» **What you should do**
Please write out all of the entries beneath this line exactly, skipping the pictures.

» **Data in this exercise**
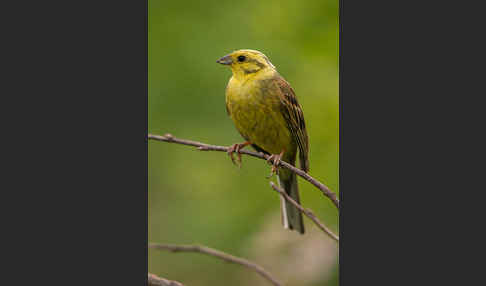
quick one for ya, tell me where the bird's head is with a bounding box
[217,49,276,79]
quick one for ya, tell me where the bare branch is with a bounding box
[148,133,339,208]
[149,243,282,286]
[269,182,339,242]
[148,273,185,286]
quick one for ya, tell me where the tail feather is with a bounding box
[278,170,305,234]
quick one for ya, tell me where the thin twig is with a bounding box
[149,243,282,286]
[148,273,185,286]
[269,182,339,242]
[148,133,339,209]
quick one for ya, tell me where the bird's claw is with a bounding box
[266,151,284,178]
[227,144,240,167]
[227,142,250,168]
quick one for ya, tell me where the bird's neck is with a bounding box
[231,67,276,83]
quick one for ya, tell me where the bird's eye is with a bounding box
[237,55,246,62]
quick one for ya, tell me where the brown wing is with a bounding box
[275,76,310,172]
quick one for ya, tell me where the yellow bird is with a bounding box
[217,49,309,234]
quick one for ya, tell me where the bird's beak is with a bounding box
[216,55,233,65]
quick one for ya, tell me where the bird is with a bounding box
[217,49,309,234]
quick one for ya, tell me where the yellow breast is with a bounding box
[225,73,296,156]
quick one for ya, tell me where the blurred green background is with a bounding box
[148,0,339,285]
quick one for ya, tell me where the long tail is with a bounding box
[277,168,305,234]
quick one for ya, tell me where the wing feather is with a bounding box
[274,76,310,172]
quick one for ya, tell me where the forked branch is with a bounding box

» **Exercise result**
quick one for ya, tell me where the bird's head is with a bounding box
[217,49,276,79]
quick one for ya, tell me where the bare branch is with a bounding box
[148,133,339,208]
[149,243,282,286]
[269,182,339,242]
[148,273,185,286]
quick one for ya, tell me where the tail feather is with a bounding box
[278,170,305,234]
quick one for ya, tell me where the thin twig is with a bounding box
[149,243,282,286]
[148,273,185,286]
[269,182,339,242]
[148,133,339,209]
quick one for ya, tell me where the bird's claw is with a bounding box
[266,151,284,178]
[227,144,240,167]
[227,142,250,168]
quick one for ya, tell me where the bird's neck is with a bounding box
[231,67,276,83]
quick one for ya, tell me where the bird's eye is with a bounding box
[237,55,246,62]
quick one for ya, tell me where the brown wing is with a bounding box
[275,76,310,172]
quick one for ya, tell me where the yellow bird is with a bounding box
[217,49,309,234]
quick one for ya, tell me where the bird's beak is with a bounding box
[216,55,233,65]
quick one for ya, tell me where the bird is with a bounding box
[217,49,309,234]
quick one for ya, tell me where the yellow breast is with a bounding box
[225,73,296,156]
quick one for ya, tell me where the blurred green background is with a bounding box
[148,0,339,285]
quick one for ya, tell me where the long tail is with a bounding box
[277,168,305,234]
quick one for ya, tell me where the wing feather is with a bounding box
[274,76,310,172]
quick one for ya, tell me where the forked branch is with a bounding box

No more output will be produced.